# Your objective
Each line of the data that mentions the string "positive" needs to be identified and copied.

(Input for this task Opens)

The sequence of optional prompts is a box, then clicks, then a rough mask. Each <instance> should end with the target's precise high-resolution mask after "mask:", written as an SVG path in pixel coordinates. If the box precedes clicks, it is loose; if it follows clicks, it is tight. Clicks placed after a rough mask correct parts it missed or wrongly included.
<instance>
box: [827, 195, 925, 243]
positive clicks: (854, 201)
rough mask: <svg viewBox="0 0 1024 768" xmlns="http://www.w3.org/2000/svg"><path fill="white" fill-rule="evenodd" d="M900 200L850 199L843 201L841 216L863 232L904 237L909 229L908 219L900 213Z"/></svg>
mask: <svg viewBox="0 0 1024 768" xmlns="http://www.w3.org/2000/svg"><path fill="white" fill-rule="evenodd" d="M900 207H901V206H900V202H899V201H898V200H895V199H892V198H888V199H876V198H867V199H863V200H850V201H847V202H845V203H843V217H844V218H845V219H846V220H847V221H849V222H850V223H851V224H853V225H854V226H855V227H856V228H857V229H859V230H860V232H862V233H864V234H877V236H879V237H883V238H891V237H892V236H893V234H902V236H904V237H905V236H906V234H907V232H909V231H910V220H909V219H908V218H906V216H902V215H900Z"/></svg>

(Input for this task Closes)
(Input for this task Opens)

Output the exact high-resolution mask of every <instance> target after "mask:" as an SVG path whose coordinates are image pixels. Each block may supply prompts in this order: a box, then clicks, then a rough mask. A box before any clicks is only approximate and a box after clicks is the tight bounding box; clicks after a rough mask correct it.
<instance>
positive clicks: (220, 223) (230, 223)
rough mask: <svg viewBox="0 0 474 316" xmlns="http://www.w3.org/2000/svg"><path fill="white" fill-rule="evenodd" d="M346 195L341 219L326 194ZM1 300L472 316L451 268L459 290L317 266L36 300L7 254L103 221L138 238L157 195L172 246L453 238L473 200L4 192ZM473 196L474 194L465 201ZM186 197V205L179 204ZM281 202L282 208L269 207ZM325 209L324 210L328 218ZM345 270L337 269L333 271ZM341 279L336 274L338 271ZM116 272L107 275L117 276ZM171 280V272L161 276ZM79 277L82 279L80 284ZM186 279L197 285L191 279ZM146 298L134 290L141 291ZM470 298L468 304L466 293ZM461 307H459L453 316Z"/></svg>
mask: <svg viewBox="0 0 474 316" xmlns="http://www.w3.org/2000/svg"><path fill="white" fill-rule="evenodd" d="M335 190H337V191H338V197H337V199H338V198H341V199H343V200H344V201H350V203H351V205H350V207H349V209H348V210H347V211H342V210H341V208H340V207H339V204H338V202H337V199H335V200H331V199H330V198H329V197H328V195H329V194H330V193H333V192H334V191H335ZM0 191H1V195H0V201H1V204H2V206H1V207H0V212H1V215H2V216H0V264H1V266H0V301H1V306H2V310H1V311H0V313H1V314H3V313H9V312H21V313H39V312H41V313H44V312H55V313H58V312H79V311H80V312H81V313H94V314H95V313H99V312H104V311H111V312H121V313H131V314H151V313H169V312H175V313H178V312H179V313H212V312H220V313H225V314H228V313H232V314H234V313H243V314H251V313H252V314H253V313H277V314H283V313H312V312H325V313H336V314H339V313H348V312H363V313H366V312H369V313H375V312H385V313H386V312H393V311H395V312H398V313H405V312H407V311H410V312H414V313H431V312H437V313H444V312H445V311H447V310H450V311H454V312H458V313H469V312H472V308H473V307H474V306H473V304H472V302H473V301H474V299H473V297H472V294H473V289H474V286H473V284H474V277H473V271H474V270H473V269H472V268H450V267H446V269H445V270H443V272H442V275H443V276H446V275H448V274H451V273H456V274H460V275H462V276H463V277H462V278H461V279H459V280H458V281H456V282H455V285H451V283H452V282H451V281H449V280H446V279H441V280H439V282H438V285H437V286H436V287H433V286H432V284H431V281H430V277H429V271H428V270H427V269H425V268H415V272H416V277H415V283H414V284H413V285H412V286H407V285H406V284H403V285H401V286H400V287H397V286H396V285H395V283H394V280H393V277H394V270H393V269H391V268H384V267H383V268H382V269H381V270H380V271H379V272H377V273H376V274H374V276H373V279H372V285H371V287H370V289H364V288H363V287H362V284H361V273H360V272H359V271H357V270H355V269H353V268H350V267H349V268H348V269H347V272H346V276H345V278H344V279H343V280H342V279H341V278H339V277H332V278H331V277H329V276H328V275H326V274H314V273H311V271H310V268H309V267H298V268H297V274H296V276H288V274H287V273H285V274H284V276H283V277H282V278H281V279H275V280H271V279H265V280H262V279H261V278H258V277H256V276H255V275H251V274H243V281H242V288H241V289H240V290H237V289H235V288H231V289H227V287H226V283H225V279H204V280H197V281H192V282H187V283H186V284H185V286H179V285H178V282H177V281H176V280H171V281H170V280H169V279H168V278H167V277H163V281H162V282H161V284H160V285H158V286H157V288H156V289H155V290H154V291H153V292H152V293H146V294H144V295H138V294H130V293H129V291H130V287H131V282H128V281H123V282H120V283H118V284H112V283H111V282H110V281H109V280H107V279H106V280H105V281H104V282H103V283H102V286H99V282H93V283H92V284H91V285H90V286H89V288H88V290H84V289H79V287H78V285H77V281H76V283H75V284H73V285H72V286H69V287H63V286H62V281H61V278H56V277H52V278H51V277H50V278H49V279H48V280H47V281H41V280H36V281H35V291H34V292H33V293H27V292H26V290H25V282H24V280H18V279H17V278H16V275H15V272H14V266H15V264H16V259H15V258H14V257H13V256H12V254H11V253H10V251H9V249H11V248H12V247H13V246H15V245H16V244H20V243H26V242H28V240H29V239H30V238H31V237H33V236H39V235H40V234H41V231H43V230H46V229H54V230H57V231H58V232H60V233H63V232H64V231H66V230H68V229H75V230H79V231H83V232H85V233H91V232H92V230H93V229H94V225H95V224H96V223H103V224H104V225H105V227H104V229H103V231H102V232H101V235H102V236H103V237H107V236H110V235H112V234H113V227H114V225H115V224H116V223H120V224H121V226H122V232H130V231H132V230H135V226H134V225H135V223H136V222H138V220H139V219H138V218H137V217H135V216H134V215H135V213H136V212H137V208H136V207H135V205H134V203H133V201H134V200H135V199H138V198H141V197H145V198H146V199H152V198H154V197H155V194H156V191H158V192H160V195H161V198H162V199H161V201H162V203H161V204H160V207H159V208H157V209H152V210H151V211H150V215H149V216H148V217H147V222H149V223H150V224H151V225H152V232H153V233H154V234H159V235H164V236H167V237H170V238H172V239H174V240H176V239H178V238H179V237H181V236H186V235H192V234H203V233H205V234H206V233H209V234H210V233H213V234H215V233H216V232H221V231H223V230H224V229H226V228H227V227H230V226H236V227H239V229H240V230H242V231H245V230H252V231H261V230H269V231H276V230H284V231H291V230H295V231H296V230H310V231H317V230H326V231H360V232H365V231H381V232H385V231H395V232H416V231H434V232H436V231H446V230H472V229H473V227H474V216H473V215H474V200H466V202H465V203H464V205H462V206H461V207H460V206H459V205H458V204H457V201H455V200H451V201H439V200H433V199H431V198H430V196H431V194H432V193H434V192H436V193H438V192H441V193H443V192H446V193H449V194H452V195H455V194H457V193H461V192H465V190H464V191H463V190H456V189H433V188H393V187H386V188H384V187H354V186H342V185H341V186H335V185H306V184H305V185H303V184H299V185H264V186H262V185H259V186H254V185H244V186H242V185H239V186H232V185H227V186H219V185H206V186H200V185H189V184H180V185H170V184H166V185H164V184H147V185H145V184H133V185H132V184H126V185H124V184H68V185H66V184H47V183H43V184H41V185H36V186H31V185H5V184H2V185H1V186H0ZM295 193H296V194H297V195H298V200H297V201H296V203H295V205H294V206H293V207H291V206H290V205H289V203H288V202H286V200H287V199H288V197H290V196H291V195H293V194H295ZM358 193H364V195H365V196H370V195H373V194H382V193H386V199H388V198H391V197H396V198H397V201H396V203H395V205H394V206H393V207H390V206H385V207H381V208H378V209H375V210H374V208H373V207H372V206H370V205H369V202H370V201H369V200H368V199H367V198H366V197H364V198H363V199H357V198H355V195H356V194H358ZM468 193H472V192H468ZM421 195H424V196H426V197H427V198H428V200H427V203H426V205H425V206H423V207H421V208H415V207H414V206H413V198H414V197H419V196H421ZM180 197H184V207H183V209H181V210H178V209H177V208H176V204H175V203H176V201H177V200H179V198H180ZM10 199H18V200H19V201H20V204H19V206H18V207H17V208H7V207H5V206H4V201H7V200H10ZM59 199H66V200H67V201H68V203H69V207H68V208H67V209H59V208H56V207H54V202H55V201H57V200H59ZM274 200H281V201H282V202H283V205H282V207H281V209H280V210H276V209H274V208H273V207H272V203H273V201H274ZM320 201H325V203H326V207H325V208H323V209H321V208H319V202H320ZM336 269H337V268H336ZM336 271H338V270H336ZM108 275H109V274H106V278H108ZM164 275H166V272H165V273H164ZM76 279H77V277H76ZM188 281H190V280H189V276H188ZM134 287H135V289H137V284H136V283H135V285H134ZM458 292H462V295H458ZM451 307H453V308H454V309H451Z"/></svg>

(Input for this task Closes)

# Task answer
positive clicks: (854, 201)
positive clicks: (220, 223) (230, 223)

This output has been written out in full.